36 154 Wijziging van de Wet bedrag ineens, RVU en verlofsparen in verband met de herziening van de mogelijkheid tot afkoop in de vorm van een bedrag ineens alsmede tot wijziging van de Wet op de loonbelasting 1964 (Wet herziening bedrag ineens)

35 555 Wijziging van de Pensioenwet, de Wet verplichte beroepspensioenregeling, de Wet op het financieel toezicht, de Wet inkomstenbelasting 2001 en de Wet op de loonbelasting 1964 in verband met de introductie van de mogelijkheid om een deel van de waarde van de aanspraken op ouderdomspensioen of op periodieke uitkeringen van oudedagsvoorzieningen in de derde pijler op de ingangsdatum daarvan te laten afkopen, de tijdelijke versoepeling van de pseudo-eindheffing bij regelingen voor vervroegde uittreding en de uitbreiding van de fiscale ruimte voor het sparen van bovenwettelijk verlof (Wet bedrag ineens, RVU en verlofsparen)

> [VEREISTE OPDRACHTEN]
**A.** Beantwoord met behulp van de brontekst de volgende drie vragen.
(i) Welk nummer heeft het voorstel met de citeertitel "Wet herziening bedrag ineens"?
(ii) Wat is de citeertitel van voorstel 35 555?
(iii) Welke wet wijzigt voorstel 36 154 naast de Wet bedrag ineens, RVU en verlofsparen?
**B.** Geef per stelling aan of die overeenstemt met de brontekst, met ja of nee, en citeer de woorden uit de brontekst die de doorslag geven.
(i) Voorstel 35 555 wijzigt onder meer de Pensioenwet.
(ii) Voorstel 35 555 maakt het mogelijk de volledige waarde van de aanspraken op ouderdomspensioen af te kopen.
(iii) Voorstel 35 555 versoepelt de pseudo-eindheffing bij regelingen voor vervroegde uittreding blijvend.

[Fragmenten uit een dataset]
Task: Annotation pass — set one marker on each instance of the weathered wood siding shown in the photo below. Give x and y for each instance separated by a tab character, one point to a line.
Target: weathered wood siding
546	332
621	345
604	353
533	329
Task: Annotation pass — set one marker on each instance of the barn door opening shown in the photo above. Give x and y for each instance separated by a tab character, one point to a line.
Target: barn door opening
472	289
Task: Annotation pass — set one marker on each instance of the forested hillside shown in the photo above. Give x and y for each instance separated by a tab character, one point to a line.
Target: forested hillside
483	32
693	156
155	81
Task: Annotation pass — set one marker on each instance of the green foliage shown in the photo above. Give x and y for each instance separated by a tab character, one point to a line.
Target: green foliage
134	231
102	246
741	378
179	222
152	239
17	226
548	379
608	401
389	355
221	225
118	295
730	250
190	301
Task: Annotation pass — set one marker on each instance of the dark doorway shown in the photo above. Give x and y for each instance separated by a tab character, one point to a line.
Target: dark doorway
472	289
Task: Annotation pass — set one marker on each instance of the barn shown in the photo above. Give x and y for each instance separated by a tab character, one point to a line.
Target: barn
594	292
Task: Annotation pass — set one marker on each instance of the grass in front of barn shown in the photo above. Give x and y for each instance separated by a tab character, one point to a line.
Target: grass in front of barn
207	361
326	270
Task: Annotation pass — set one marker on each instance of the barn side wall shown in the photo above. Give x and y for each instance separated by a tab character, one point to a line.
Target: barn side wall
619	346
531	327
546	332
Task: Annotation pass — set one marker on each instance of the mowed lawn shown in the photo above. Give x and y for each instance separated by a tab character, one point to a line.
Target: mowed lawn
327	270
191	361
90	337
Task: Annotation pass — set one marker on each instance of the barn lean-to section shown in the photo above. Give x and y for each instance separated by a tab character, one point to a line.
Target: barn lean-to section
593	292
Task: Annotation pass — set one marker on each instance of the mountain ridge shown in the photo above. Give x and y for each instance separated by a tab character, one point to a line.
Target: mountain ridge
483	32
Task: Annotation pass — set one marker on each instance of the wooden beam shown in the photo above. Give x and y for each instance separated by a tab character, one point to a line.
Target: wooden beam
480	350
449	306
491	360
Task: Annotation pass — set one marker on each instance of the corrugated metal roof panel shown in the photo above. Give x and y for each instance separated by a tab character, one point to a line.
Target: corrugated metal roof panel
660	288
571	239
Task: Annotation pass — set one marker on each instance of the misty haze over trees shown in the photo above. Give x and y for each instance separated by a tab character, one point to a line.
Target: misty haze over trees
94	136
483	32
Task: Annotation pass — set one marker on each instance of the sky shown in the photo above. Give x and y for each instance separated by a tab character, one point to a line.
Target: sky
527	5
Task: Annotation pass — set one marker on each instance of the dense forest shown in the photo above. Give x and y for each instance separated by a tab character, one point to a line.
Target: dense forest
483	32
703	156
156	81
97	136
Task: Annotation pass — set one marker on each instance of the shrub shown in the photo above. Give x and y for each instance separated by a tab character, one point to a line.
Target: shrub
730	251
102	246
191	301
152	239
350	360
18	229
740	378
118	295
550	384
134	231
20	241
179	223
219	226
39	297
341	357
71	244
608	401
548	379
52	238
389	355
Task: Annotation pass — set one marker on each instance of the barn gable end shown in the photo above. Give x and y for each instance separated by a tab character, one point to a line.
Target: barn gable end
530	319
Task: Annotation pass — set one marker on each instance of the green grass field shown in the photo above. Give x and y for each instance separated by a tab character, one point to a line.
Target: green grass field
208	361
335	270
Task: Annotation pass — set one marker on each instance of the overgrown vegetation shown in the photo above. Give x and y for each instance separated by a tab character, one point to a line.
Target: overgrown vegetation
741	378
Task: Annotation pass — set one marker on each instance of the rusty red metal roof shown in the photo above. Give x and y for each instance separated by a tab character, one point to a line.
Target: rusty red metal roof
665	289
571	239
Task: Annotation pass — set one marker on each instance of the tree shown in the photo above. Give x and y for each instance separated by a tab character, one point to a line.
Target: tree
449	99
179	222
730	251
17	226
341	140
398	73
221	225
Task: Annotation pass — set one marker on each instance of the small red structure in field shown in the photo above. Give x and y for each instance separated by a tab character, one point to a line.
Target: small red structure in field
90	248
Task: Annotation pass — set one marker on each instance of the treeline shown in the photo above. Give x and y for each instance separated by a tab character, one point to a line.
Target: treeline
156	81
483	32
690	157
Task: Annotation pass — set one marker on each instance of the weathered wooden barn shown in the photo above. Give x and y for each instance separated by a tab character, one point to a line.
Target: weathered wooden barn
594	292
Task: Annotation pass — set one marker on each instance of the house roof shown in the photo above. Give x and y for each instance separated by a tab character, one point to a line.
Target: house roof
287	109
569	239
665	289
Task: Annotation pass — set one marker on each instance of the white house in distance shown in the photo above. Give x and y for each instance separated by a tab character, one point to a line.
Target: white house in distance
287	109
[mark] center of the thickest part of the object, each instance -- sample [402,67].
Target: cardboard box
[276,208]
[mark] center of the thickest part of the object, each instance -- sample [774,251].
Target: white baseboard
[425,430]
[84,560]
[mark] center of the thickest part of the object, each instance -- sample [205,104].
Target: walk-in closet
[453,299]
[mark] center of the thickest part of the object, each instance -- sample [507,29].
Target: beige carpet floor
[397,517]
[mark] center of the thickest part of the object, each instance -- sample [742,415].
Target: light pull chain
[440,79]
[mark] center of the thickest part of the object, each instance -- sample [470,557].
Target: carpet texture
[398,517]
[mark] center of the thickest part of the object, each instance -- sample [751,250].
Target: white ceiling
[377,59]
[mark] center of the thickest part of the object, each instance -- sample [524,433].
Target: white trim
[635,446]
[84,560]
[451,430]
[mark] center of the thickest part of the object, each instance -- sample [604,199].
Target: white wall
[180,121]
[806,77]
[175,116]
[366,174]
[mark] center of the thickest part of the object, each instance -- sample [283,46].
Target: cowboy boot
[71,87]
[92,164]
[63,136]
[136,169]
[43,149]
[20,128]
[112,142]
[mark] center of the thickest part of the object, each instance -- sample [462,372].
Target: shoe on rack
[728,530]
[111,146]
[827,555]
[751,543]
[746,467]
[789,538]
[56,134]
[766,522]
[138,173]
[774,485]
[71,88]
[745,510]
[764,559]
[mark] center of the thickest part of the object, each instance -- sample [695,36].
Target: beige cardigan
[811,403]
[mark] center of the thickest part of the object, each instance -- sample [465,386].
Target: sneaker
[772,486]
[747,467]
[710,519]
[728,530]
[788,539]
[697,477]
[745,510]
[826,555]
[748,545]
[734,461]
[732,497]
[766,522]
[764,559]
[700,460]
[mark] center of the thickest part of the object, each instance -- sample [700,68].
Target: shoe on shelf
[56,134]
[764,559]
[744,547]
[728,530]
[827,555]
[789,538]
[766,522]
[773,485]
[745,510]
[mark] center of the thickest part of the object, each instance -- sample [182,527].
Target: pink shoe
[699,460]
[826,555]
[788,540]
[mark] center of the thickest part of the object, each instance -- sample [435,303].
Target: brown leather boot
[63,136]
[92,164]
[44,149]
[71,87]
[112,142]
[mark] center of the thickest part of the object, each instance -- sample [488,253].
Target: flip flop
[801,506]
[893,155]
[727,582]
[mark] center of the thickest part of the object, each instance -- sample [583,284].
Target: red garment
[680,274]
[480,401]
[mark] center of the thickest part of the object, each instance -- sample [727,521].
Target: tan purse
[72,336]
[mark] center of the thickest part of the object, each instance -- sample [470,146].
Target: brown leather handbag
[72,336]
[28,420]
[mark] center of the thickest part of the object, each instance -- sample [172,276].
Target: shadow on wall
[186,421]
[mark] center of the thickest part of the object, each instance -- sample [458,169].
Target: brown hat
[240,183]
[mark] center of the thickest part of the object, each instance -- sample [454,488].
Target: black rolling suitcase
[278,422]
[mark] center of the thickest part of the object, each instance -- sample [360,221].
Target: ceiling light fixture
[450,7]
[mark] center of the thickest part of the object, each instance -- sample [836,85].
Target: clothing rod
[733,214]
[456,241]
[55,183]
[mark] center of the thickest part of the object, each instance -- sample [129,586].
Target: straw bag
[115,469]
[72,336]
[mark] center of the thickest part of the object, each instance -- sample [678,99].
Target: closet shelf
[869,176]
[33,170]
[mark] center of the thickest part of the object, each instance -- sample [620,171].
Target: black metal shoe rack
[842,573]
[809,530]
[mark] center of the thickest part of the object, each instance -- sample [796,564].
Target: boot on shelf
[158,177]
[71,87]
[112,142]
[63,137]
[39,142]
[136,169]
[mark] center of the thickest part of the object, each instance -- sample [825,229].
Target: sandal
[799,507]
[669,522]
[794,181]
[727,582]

> [RESULTATEN]
**A.**
(i) 36 154
(ii) Wet bedrag ineens, RVU en verlofsparen
(iii) De Wet op de loonbelasting 1964

**B.**
(i) Ja: "Wijziging van de Pensioenwet"
(ii) Nee: "een deel van de waarde van de aanspraken op ouderdomspensioen"
(iii) Nee: "de tijdelijke versoepeling van de pseudo-eindheffing bij regelingen voor vervroegde uittreding"